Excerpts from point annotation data
───
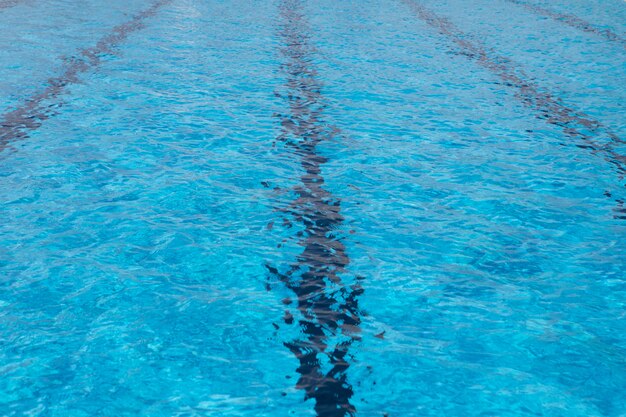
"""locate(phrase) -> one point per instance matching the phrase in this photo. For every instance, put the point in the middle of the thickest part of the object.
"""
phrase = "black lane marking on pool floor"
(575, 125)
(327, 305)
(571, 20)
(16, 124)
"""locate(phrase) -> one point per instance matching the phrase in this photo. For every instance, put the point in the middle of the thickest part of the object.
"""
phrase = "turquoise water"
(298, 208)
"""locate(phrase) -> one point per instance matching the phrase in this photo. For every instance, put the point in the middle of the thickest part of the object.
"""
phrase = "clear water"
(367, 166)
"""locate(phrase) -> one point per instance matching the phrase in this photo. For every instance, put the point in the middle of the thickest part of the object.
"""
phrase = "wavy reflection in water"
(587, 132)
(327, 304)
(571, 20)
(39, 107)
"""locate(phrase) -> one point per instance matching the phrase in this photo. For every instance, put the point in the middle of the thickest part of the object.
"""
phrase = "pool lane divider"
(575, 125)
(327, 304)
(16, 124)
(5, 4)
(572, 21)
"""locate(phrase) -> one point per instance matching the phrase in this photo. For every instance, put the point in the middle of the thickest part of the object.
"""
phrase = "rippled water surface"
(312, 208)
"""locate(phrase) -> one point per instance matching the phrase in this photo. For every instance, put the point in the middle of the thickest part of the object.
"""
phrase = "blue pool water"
───
## Exercise objective
From the records given above, reproduce all text exactly and exclude each picture.

## Solution
"""locate(phrase) -> one point per instance matching the phrase in this photo. For every instance, put the point in the middle of the thickest part of the object.
"""
phrase = "black lane marking on pool floor"
(575, 125)
(327, 305)
(571, 20)
(16, 124)
"""locate(phrase) -> one point per instance matching the phrase in this photo. For every instance, put the point in the middle of the thickest part of the object.
"""
phrase = "turquoise water"
(298, 208)
"""locate(phrase) -> one point per instance matching the phrase in this photo. For every instance, put the point in the middle of the thickest part of the object.
"""
phrase = "clear water"
(367, 166)
"""locate(phrase) -> one point per instance matching the phrase in this photo. For every instance, put the point in the middle of the thickest part of the object.
"""
phrase = "wavy reflection in water"
(587, 132)
(327, 304)
(571, 20)
(39, 107)
"""locate(phrase) -> one point per instance matching the phrase in this photo. For every instance, put the point in the middle of the thickest part of the object.
"""
phrase = "pool lane divider"
(575, 125)
(327, 304)
(16, 124)
(5, 4)
(572, 21)
"""locate(phrase) -> one point per instance matching the phrase in this photo. For every instance, put the point in the middle of the thickest part of the object.
"""
phrase = "rippled water surface"
(312, 208)
"""locate(phrase) -> one point per instance matching the phrase in this photo. For every instance, put the point in the middle of the thickest part of the object.
"""
phrase = "blue pool water"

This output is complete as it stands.